Rewrite the stretch from the line containing "green metal fence?" through the line containing "505,178 -> 658,262", changing "green metal fence" to "wire fence" and keeping everything else the same. Give back only those lines.

■ ROWS:
============

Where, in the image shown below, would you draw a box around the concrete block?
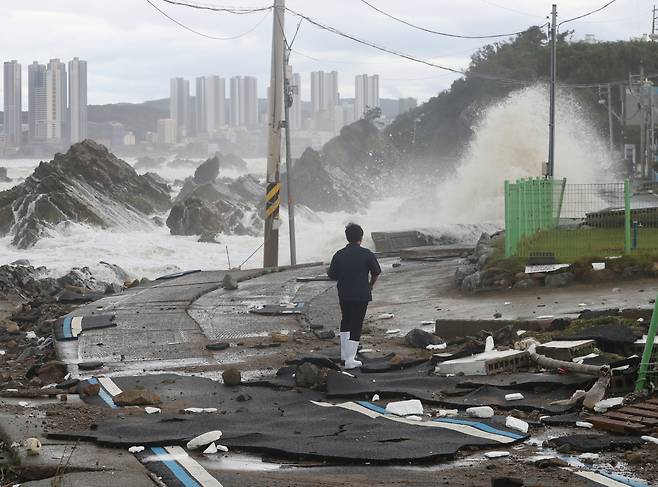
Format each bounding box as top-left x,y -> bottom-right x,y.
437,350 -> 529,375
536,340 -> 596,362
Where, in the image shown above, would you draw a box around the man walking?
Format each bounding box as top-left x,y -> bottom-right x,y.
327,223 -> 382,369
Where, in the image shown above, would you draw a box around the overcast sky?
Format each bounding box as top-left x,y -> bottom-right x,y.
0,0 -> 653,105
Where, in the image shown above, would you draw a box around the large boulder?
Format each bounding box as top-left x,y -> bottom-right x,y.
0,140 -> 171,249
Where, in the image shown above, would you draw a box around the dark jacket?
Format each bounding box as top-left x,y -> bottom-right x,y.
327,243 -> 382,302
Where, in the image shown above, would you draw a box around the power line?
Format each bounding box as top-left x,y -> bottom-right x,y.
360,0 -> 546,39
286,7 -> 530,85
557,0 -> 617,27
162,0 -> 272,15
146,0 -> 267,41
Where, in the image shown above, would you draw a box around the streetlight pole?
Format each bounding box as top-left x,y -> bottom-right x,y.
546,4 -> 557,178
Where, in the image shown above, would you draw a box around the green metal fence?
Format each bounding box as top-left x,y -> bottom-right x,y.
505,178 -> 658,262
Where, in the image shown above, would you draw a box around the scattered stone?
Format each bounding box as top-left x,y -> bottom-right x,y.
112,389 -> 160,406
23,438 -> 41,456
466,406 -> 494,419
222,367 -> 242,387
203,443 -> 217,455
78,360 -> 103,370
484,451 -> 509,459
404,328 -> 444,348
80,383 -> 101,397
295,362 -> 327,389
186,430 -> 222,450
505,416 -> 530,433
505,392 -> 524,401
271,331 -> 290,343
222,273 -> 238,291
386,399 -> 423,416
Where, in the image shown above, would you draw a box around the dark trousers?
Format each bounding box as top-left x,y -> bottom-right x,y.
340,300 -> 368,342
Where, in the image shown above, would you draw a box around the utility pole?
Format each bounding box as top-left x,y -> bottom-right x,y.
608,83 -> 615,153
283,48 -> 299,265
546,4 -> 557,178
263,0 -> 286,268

============

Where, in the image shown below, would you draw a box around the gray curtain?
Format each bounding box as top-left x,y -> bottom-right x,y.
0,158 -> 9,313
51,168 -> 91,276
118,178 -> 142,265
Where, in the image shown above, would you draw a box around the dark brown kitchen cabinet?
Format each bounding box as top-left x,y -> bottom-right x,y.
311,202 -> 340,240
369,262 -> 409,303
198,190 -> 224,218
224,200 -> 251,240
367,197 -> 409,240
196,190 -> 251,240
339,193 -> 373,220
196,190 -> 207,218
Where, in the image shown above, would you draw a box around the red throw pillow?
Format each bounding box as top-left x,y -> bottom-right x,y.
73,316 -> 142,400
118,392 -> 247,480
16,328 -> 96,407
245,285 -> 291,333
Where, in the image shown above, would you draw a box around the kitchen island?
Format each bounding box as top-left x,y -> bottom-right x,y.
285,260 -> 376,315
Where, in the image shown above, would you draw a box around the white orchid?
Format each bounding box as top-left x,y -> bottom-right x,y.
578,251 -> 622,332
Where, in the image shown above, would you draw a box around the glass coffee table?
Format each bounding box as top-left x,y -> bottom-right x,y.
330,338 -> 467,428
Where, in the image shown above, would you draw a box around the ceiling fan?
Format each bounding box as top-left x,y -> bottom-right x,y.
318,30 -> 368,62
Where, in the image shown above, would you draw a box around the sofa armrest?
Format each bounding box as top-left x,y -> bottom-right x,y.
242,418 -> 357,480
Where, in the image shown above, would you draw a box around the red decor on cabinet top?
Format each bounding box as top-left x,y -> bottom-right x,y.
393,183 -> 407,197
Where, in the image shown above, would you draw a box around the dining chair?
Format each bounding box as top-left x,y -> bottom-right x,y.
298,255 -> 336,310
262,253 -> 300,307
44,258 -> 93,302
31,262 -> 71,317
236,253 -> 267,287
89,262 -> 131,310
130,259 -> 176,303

============

■ EXERCISE OUTPUT:
Where, in the image shown above, would you draw a box around the wire fence?
Format each bounding box as top-left x,y -> bottom-right x,y.
505,178 -> 658,262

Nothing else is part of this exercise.